→ Text excerpt
===============
The models of crossword play my lab and I are developing involve trying to understand how our memory works. Puzzles provide a great analog to memory-based decision making, because they require you to identify your action (your answer) from all the possible knowledge you have, unlike many studies of decision making which are really studies of choosing between given options. Our work is looking at how we use the cues in front of us to search memory and find the correct answer.
Much of our knowledge can be thought of in terms of associations. Good crossword clues are ones in which the association from the clue to the answer is weak, but the association, or at least the shared meanings, are strong. One of the things that makes good players good is that (because they have very good memories of some sort), those associations that are weak for most of us are strong for them, and they can thus access and generate the right answer.
What this means is that along with trying to solve a puzzle, you are also learning about future puzzles you haven't solved yet. Words appear over and over again in puzzles, and often have similar (or identical) clues, especially for the computer-generated puzzles found in some of the books you buy at airport newsstands.
I was reminded of this when on Tues;day, March 25 2014 NYT puzzle by David Wolf included the somewhat familiar clue:
47D Strand, in a way.
This was familiar because I had seen it recently in the Friday, March 21 WSJ 2014 puzzle by Maryanne Lemot:
56A Place apart
and also in the March 7 2014 NYT by Matt Ginsberg
6D Put on a key?
===============
[Dataset entries]
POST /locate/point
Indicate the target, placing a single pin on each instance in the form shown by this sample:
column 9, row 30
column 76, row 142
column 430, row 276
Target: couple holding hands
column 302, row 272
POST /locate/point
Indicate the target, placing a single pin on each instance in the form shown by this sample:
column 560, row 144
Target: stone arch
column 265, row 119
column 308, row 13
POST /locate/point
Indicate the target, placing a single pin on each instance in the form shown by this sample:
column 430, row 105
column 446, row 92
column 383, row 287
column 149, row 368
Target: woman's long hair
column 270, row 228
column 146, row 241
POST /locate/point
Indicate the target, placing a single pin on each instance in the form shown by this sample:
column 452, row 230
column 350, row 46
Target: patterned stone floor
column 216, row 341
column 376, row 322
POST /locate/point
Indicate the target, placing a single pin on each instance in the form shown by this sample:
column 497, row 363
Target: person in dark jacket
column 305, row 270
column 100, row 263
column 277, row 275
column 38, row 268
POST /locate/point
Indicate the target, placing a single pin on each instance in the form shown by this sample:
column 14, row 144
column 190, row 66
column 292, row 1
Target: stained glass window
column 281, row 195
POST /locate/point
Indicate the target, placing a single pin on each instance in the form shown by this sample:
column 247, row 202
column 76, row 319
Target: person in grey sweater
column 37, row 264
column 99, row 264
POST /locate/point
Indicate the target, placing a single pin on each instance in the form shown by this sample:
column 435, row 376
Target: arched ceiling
===============
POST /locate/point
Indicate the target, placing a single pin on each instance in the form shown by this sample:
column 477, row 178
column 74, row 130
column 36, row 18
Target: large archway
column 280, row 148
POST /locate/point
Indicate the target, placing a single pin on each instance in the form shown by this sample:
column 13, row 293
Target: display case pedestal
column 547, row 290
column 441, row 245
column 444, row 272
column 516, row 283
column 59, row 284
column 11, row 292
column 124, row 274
===============
→ Tasks to carry out
• A. Answer these questions using the crossword passage:
(i) Who constructed the NYT puzzle that included the clue "47D Strand, in a way"?
(ii) Which clue appeared in the Friday, March 21 WSJ 2014 puzzle by Maryanne Lemot?
(iii) According to the passage, what makes good players good?
• B. Condense the paragraph of the crossword passage that begins "The models of crossword play" into a short bulleted list that keeps its main facts.
• C. From the crossword passage, extract the text from the words "What this means" up to and including the words "Strand, in a way.".

→ Answers by item number
• A.
(i) David Wolf.
(ii) 56A Place apart.
(iii) Associations that are weak for most people are strong for them, so they can access and generate the right answer.

• B.
- The lab's models of crossword play aim to understand how memory works.
- Puzzles are a good analog to memory-based decision making because the solver must identify the answer from all of their knowledge.
- Many decision-making studies, by contrast, involve choosing between given options.
- The work examines how people use the cues in front of them to search memory and find the correct answer.

• C.
What this means is that along with trying to solve a puzzle, you are also learning about future puzzles you haven't solved yet. Words appear over and over again in puzzles, and often have similar (or identical) clues, especially for the computer-generated puzzles found in some of the books you buy at airport newsstands.
I was reminded of this when on Tues;day, March 25 2014 NYT puzzle by David Wolf included the somewhat familiar clue:
47D Strand, in a way.